[Saved entries]
--------------------

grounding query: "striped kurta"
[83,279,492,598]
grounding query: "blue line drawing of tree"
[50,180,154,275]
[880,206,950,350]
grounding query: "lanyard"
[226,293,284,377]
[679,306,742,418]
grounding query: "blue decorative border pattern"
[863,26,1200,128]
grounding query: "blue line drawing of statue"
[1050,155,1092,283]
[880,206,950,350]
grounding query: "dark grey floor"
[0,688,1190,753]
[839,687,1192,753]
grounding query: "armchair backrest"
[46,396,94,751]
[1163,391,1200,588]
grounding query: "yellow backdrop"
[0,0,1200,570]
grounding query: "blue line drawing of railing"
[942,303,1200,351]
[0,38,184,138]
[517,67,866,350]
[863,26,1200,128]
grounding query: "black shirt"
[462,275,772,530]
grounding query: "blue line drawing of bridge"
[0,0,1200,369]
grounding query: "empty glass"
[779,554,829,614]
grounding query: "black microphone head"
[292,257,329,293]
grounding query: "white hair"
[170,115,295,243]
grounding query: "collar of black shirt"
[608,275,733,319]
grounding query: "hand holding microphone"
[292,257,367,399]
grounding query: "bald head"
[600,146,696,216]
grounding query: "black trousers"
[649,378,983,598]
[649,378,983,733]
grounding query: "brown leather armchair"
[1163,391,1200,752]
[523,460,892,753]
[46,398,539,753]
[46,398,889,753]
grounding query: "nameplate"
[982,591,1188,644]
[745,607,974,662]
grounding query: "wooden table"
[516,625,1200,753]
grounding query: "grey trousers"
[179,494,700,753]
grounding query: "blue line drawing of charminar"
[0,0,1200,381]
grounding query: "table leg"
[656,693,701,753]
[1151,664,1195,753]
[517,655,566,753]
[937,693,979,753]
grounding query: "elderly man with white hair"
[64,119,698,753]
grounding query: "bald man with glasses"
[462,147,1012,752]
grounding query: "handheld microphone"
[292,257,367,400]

--------------------

INSTRUCTION: Copy the records above exactly as they appear.

FINISHED ANSWER:
grounding query: "striped kurta"
[83,279,492,598]
grounding query: "blue line drawing of tree"
[50,180,154,275]
[880,206,950,350]
grounding query: "lanyard"
[226,293,284,377]
[679,306,742,418]
grounding query: "blue decorative border pattern"
[863,26,1200,128]
grounding query: "blue line drawing of statue"
[1050,155,1092,283]
[880,206,950,350]
grounding query: "dark grey floor"
[0,688,1190,753]
[839,687,1192,753]
grounding query: "armchair backrest"
[46,396,94,751]
[1163,391,1200,588]
grounding query: "yellow backdrop"
[0,0,1200,570]
grounding query: "blue line drawing of railing"
[942,303,1200,351]
[0,38,184,138]
[517,67,866,350]
[863,26,1200,128]
grounding query: "black shirt"
[462,275,772,530]
grounding query: "blue line drawing of bridge"
[0,0,1200,369]
grounding query: "empty glass"
[779,554,829,614]
grounding query: "black microphone head"
[292,257,329,293]
grounding query: "white hair"
[170,115,295,243]
grounding query: "collar of black shirt"
[608,275,733,319]
grounding query: "hand holding microphone"
[292,257,367,399]
grounding query: "bald head"
[600,146,696,216]
grounding query: "black trousers"
[649,378,983,598]
[649,378,983,733]
grounding query: "brown leather armchair"
[1163,391,1200,752]
[523,460,892,753]
[46,398,539,753]
[46,398,889,753]
grounding query: "nameplate"
[982,591,1188,644]
[745,607,974,662]
grounding query: "wooden table"
[516,625,1200,753]
grounding query: "grey trousers"
[179,494,700,753]
grounding query: "blue line drawing of charminar"
[0,0,1200,381]
grounding query: "table leg"
[656,693,701,753]
[1151,664,1195,753]
[517,655,566,753]
[937,693,979,753]
grounding query: "elderly man with white hair"
[64,119,698,753]
grounding query: "bald man with glasses"
[462,147,1012,752]
grounding query: "handheld microphone"
[292,257,367,400]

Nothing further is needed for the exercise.